**Supplied passage:**
At some stage many of you will stand at the front of the boardroom table and present to Directors, Senior Executives or Stakeholders.  This is your moment to ‘shine and share’ your research, ideas, project updates or even financials.  You — and maybe also your team — have worked hard to bring this information to the table. So it is critical that is imparted with professionalism and enthusiasm that will have those gathered around the table keen to learn more … and not doze off or become confused in what you are saying.

So what are the key points for how to present in the boardroom with success? It is all about preparation, practice and passion.  Here are some tips that will not only make your presentation a success in the Boardroom, but spoken about in the “hallways”.

1. Know your topic

And by know, we mean KNOW. Understand the information you are imparting, make sure you have asked questions of your team or review your findings again to ensure you have background information on the statistics.  Have a list of the main points at the presentation, to refer to — making sure you don’t forget something and stopping you from rambling and going off the subject.

**Objective 1:** Pull out every line of the rows that contains the string "sofa", matching upper and lower case exactly.
The rows that follow have nothing to do with the text above.

**Data provided:**
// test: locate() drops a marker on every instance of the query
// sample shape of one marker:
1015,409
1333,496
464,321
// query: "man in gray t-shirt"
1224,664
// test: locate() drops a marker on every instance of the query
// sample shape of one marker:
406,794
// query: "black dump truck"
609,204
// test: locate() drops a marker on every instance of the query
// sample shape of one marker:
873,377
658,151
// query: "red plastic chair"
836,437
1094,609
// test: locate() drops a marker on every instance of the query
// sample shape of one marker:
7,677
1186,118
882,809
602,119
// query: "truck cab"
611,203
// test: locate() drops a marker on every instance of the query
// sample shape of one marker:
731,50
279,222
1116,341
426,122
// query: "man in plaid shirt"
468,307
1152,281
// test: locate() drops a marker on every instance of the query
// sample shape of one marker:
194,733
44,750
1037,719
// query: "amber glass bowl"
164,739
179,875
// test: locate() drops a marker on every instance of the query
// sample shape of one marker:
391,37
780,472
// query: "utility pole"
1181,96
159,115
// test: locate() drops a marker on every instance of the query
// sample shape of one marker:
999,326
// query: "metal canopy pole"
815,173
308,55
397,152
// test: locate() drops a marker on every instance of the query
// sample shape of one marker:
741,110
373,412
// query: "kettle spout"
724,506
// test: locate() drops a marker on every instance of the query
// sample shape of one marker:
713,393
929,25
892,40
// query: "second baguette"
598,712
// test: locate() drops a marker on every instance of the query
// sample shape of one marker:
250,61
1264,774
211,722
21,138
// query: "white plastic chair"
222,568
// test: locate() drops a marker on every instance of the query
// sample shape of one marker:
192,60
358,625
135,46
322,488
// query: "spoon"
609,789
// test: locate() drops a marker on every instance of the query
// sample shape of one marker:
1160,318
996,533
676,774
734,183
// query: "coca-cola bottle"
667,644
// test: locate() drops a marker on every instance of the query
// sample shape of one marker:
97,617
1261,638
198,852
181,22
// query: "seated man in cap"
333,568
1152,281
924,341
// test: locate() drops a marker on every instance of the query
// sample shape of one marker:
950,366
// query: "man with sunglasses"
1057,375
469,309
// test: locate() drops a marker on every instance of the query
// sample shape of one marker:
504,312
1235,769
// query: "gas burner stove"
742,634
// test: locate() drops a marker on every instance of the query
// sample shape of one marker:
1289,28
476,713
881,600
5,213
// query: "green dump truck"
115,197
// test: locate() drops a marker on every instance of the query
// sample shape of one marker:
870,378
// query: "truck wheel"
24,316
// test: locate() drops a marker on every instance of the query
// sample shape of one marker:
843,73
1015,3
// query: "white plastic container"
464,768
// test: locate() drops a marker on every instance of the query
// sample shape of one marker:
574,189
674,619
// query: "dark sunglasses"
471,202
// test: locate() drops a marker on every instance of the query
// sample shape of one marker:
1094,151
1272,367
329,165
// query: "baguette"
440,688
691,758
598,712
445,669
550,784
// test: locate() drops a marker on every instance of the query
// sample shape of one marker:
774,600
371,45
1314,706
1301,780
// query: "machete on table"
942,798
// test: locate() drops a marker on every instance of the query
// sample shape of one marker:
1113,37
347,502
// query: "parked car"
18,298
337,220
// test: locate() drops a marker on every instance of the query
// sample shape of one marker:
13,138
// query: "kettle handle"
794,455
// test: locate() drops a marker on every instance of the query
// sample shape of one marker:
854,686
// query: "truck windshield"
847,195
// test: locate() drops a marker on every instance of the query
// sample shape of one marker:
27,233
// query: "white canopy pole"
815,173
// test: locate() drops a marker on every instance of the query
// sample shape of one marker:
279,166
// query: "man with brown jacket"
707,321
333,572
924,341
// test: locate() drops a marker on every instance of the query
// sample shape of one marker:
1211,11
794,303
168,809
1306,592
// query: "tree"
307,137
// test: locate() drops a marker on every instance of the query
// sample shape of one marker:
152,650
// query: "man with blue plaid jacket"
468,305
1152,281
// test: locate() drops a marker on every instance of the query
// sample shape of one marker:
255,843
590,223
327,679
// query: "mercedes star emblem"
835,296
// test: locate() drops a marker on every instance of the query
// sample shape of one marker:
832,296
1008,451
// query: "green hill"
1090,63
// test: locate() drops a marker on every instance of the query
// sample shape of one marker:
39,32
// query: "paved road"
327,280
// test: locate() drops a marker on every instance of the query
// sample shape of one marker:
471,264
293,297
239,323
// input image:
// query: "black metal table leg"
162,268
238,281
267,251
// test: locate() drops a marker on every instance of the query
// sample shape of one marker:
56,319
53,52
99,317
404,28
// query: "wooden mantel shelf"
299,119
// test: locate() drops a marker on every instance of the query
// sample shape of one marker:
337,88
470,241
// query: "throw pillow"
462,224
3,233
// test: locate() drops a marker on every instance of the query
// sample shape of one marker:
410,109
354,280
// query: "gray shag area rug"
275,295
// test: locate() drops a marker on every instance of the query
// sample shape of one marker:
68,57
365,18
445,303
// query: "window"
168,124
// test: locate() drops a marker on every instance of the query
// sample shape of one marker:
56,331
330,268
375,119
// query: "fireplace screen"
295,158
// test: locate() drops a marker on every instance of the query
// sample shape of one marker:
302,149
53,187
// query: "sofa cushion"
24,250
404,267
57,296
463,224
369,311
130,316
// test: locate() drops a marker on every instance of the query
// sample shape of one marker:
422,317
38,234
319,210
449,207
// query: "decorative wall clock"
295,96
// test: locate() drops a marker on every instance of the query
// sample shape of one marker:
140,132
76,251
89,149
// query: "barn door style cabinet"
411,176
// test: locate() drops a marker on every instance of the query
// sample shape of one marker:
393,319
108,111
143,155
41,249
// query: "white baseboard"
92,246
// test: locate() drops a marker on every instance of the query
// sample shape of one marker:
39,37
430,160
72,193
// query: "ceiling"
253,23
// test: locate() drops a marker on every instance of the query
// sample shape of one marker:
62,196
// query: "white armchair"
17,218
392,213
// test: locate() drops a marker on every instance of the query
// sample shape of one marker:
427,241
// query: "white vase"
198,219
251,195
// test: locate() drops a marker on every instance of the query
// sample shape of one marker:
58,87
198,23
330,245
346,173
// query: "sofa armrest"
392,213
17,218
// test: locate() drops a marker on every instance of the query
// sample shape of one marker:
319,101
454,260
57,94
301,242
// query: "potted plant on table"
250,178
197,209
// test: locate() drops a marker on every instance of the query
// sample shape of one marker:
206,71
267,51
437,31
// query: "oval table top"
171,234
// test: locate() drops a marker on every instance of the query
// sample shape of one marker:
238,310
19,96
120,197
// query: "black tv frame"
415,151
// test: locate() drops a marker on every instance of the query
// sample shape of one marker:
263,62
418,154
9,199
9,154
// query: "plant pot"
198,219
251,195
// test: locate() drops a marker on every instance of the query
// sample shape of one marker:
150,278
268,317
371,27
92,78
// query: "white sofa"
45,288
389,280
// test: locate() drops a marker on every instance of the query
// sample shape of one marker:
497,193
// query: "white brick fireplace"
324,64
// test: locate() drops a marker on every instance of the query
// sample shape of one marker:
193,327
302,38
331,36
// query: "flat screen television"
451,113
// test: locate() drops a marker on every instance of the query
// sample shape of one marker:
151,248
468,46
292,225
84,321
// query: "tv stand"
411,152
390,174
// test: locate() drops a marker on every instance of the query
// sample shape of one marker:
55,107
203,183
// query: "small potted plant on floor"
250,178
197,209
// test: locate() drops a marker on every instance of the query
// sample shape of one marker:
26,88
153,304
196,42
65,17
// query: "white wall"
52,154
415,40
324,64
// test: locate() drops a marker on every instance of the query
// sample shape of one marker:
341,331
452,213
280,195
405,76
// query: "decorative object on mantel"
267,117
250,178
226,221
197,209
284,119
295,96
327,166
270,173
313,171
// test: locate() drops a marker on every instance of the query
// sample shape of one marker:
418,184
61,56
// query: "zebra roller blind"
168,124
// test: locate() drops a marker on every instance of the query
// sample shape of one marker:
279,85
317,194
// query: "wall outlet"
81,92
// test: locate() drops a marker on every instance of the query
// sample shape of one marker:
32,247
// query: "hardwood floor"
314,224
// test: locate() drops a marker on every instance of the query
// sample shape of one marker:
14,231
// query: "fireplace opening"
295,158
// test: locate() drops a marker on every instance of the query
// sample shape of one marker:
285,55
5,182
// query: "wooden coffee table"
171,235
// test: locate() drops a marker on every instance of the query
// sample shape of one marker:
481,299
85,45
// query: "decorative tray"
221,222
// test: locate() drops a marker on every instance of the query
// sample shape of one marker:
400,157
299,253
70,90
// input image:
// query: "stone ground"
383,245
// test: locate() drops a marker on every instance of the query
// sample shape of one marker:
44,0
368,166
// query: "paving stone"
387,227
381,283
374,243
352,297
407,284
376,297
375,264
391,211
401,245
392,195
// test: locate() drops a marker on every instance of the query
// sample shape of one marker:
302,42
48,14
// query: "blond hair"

**Objective 2:** According to the boardroom presentation text, why should you have a list of the main points with you when you present?

**Exercise answer 1:**
// query: "sofa cushion"
// query: "sofa armrest"
// query: "white sofa"

**Exercise answer 2:** The list is something to refer to during the presentation. It makes sure you don't forget something, and it keeps you from rambling and going off the subject.